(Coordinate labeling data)
▼▼▼
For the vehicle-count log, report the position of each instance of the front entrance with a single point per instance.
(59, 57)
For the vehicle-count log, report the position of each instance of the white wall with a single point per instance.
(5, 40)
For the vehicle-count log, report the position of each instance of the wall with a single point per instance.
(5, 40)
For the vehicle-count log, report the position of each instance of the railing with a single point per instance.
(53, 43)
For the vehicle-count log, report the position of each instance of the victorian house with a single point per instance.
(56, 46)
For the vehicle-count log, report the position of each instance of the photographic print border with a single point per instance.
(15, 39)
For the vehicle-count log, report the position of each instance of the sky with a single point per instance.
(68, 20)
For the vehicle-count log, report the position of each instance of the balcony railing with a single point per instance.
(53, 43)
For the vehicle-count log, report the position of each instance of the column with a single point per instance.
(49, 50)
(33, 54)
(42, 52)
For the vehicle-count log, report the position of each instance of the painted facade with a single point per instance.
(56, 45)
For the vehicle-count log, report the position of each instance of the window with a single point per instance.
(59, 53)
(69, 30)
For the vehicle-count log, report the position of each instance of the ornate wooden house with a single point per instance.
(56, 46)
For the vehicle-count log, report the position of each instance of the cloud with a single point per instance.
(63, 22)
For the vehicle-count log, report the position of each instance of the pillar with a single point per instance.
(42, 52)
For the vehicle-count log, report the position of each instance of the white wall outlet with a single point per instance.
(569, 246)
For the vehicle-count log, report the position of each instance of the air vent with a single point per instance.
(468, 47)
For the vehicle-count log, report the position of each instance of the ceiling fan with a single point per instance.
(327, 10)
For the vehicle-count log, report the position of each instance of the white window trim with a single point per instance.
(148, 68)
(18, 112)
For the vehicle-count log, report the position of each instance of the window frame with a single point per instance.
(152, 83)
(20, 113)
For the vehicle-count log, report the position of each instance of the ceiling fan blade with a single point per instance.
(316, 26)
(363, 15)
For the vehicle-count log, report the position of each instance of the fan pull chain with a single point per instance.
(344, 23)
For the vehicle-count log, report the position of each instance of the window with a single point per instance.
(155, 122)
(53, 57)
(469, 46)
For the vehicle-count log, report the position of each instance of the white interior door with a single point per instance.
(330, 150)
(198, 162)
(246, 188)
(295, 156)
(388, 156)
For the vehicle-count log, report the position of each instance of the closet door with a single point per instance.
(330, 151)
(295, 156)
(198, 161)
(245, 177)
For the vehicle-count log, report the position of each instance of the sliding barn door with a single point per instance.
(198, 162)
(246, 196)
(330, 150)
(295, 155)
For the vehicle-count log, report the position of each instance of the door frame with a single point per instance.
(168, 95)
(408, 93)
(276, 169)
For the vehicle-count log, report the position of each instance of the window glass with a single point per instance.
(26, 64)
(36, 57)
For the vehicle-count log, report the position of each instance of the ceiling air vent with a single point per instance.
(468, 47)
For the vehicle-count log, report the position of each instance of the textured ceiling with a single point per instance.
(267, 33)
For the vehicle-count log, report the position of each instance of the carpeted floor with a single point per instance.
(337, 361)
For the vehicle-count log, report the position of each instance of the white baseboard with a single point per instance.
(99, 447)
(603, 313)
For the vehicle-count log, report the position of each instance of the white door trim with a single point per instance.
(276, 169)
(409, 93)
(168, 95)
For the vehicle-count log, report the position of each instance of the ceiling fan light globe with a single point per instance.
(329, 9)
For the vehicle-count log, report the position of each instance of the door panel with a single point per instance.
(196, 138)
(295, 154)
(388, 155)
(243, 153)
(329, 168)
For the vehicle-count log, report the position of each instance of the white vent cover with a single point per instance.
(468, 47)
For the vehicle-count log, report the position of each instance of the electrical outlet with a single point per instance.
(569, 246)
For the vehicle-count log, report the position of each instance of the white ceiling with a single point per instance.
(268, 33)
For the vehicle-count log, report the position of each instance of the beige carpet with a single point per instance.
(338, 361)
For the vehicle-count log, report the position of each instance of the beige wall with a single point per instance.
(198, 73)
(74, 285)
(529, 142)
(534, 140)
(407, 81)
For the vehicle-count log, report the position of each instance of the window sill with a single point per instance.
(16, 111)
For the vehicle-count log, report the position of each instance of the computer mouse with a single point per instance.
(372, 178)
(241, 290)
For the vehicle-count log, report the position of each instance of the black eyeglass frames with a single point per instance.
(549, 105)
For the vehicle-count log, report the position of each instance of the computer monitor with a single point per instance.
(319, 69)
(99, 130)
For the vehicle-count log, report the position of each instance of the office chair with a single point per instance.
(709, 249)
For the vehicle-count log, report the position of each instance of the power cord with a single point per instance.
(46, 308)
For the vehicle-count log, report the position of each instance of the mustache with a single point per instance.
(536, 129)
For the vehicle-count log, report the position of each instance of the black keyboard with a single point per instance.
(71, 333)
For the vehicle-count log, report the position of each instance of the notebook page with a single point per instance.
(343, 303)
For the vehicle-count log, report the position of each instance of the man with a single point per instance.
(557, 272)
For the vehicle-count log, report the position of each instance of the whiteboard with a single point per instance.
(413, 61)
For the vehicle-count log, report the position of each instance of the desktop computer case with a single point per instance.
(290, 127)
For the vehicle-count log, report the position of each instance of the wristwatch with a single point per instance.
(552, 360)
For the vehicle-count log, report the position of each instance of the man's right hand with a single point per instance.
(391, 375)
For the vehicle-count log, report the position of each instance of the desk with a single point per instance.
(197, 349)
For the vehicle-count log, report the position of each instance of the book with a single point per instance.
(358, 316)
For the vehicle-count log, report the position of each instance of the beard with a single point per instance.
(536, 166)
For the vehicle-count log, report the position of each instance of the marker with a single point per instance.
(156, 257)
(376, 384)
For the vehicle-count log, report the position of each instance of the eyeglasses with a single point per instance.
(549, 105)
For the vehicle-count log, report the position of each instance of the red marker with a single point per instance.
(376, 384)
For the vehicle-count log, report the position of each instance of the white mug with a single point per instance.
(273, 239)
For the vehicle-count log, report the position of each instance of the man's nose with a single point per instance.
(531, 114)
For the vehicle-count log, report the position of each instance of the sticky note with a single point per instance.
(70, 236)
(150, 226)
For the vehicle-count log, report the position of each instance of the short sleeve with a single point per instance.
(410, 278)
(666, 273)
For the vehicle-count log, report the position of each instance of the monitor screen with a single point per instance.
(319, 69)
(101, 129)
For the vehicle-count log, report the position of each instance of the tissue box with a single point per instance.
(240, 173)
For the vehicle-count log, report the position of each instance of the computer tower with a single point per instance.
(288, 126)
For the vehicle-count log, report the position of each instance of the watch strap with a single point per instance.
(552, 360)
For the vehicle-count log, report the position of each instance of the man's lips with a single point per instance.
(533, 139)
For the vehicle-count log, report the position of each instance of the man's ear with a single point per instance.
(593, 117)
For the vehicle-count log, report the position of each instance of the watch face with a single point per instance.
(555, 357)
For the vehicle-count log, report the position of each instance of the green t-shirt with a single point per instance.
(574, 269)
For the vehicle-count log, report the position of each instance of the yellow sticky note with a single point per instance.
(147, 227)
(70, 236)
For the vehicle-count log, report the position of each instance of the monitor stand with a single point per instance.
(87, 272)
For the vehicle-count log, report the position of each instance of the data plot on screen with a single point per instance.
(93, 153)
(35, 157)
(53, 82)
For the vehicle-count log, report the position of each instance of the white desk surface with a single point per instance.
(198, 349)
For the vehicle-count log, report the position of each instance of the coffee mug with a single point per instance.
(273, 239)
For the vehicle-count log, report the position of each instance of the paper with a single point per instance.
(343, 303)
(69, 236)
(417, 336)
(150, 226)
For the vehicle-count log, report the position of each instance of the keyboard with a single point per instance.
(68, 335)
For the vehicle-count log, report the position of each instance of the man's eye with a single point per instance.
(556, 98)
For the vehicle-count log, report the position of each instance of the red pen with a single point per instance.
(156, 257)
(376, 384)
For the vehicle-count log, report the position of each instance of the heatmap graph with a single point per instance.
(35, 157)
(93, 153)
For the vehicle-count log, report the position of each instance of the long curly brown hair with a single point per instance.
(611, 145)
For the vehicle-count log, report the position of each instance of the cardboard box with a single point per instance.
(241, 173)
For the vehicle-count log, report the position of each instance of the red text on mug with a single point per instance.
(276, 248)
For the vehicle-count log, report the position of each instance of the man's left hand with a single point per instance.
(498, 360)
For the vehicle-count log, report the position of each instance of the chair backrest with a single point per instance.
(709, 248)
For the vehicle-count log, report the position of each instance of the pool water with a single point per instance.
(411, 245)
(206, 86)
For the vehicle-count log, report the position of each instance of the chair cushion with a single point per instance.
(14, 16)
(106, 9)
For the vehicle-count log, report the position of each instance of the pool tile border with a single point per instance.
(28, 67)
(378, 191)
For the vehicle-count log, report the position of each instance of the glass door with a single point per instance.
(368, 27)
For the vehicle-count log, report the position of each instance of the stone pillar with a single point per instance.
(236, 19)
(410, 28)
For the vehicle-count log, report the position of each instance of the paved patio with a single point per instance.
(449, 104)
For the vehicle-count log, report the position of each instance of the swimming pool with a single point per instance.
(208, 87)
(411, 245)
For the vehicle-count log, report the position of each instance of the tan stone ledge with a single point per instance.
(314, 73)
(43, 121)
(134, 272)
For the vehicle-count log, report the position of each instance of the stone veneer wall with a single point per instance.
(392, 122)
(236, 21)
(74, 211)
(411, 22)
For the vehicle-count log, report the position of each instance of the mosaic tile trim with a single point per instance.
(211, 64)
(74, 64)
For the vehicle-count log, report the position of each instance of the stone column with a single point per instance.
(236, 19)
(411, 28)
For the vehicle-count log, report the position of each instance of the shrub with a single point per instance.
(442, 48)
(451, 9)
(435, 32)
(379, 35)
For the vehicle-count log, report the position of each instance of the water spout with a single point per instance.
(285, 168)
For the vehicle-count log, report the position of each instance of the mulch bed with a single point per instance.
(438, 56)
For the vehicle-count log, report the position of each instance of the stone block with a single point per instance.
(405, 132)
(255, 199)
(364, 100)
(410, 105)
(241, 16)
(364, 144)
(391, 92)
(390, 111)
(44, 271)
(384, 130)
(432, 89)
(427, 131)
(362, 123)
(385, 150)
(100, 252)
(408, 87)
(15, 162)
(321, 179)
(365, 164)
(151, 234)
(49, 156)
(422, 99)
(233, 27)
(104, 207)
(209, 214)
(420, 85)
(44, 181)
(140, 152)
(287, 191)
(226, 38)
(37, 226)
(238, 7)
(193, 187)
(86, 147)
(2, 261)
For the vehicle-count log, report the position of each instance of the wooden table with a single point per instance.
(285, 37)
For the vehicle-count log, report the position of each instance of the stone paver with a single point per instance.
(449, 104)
▲▲▲
- _PROMPT_
Convert the stretch from the line containing "patio with a single point per instance." through the end of the material into a two-column CSV with the columns text and answer. Give each text and its answer one row, put each value in double quotes, and replace line breaks with spaces.

- _EXERCISE ANSWER_
text,answer
"For the vehicle-count log, report the position of each instance of the paved patio with a single point per instance.","(449, 104)"
"For the vehicle-count log, report the position of each instance of the swimming pool with a single point per instance.","(208, 87) (411, 245)"
"For the vehicle-count log, report the position of each instance of the tan stone ledge with a single point per instance.","(314, 73) (43, 121) (134, 272)"
"For the vehicle-count log, report the position of each instance of the stone veneer wall with a single point per instance.","(392, 122) (236, 21) (74, 211) (411, 22)"
"For the vehicle-count log, report the position of each instance of the mosaic tile trim with a single point per instance.","(211, 64) (74, 64)"
"For the vehicle-count log, report the position of each instance of the stone column with a single point per instance.","(236, 19) (411, 28)"
"For the vehicle-count log, report the position of each instance of the shrub with a single point per instance.","(442, 48) (451, 9) (435, 32) (379, 35)"
"For the vehicle-count log, report the position of each instance of the water spout with a single point per instance.","(285, 168)"
"For the vehicle-count log, report the position of each instance of the mulch bed with a single point per instance.","(438, 56)"
"For the vehicle-count log, report the position of each instance of the stone block with a single point per instance.","(405, 132) (255, 199) (364, 100) (410, 105) (241, 16) (364, 144) (391, 92) (390, 111) (44, 271) (384, 130) (432, 89) (427, 131) (362, 123) (385, 150) (100, 252) (408, 87) (15, 162) (321, 179) (365, 164) (151, 234) (49, 156) (422, 99) (233, 27) (104, 207) (209, 214) (420, 85) (44, 181) (140, 152) (287, 191) (226, 38) (37, 226) (238, 7) (193, 187) (86, 147) (2, 261)"
"For the vehicle-count log, report the position of each instance of the wooden table with a single point per instance.","(285, 37)"
"For the vehicle-count log, report the position of each instance of the stone paver with a single point per instance.","(449, 104)"